Set exercise: Please continue the forum thread about climbing back aboard a boat from the water, picking up right after its last line.

Page:
# getting back on the boat.



## brokesailor (Jan 12, 2008)

Say you fall off the boat or you go for a swim without lowering your ladder first. How do you get back on the boat assuming no one else on board. I have seen a boat with a web step ladder in a pouch on the life line. Can't find on line anywhere though. Any ideas?


----------



## billsull (Jul 8, 2007)

Check out the Plastmo ladder. Landfall Nav sells it (and others):

http://www.landfallnavigation.com/sp29009.html


----------



## SHNOOL (Jun 7, 2007)

There is no substitute for a good "fixed" ladder (except maybe an open transom type boat). I've not found the rope ladders easy to climb. Whatever you use, make sure to "try it" at least once. When the water is cold, and boat is bouncing in waves (which is likely) when you "need" it, it'll be hard if not impossible to use. I mean ANYTHING is better than nothing, but your life (or your crews life) could depend on how "easy" it is to get back aboard in an emergency.

I believe I posted elsewhere, but it's the reason I don't run my stern lifeline through my ladder like SOME do... I use a VERY light bungee (to keep the ladder from dragging in the water). The thinking is (and I've tested this) if I am in the water, I can grab the ladder from the water, and yank it down, pulling the bungee off. I actually have a confirmed rescue while under way (with no motor) of an older couple who were trapped (in warm calm water) because they did not have the upper body strength to get out of the water using a rope ladder. They quickly both climbed out of the water on MY ladder, then we sailed around to their boat, and got them back.

I've used the rope ladders of all kinds and they seem to push so far under the boat that they're almost unusable without lots of upper body strength.


----------



## Faster (Sep 13, 2005)

> I've used the rope ladders of all kinds and they seem to push so far under the boat that they're almost unusable without lots of upper body strength.


... and add waves and motion to that and you're really in a pickle.

Figuring out some way to 'deploy' a ladder from the water makes a lot of sense. I suspect few boats are set up that way.


----------



## speciald (Mar 27, 2007)

Source data:

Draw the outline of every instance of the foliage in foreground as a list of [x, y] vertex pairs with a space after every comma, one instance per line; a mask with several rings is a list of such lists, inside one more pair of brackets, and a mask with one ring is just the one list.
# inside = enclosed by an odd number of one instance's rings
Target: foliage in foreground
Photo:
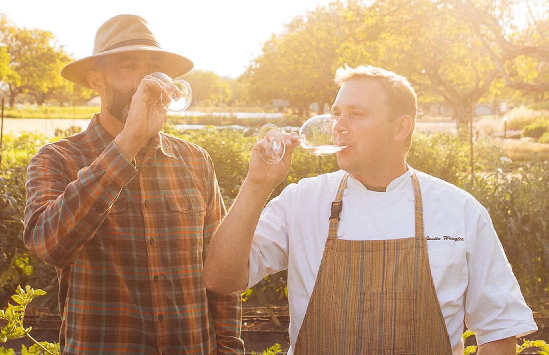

Solved exercise:
I have a line on my stern ladder that can be reached from the water so the ladder can be deployed form the water.


----------



## JoeDiver (Feb 2, 2011)

I have a somewhat loose slipknot that ties my ladder up. The bitter end of the line is within reach if you're in the water. A simple tug and the ladder comes down.

I check this knot every time I go out, usually by pulling it and re-tying it.


----------



## MedSailor (Mar 30, 2008)

I agree with what's been said about rigid and rope ladders. Last summer I bought a nice (expensive) Yates rock climbing/rescue rope ladder and mounted it permanently so that it could be deployed from the water.

My wife is a triathalete and I'm a rock climber and it was surprisingly hard to use! It tended to try and go under the boat and took an immense amount of strength and skill to use.

Not good enough I decided and thanks to the kindness of another sailnetter who mailed me his old boarding ladder I now have a shiny new stainless ladder that I'll be mounting soon.

For a decent compromise and a good "emergency ladder" I also have used this one before: It's rungs are rigid and it has PVC to keep them separated. It's still much harder to use than a true rigid ladder but it's not a bad compromise especially for $35. It also folds up into it's own small, rail-mounted bag that has a velcro bottom. You attach a line to the bottom, pull from the water and it deploys.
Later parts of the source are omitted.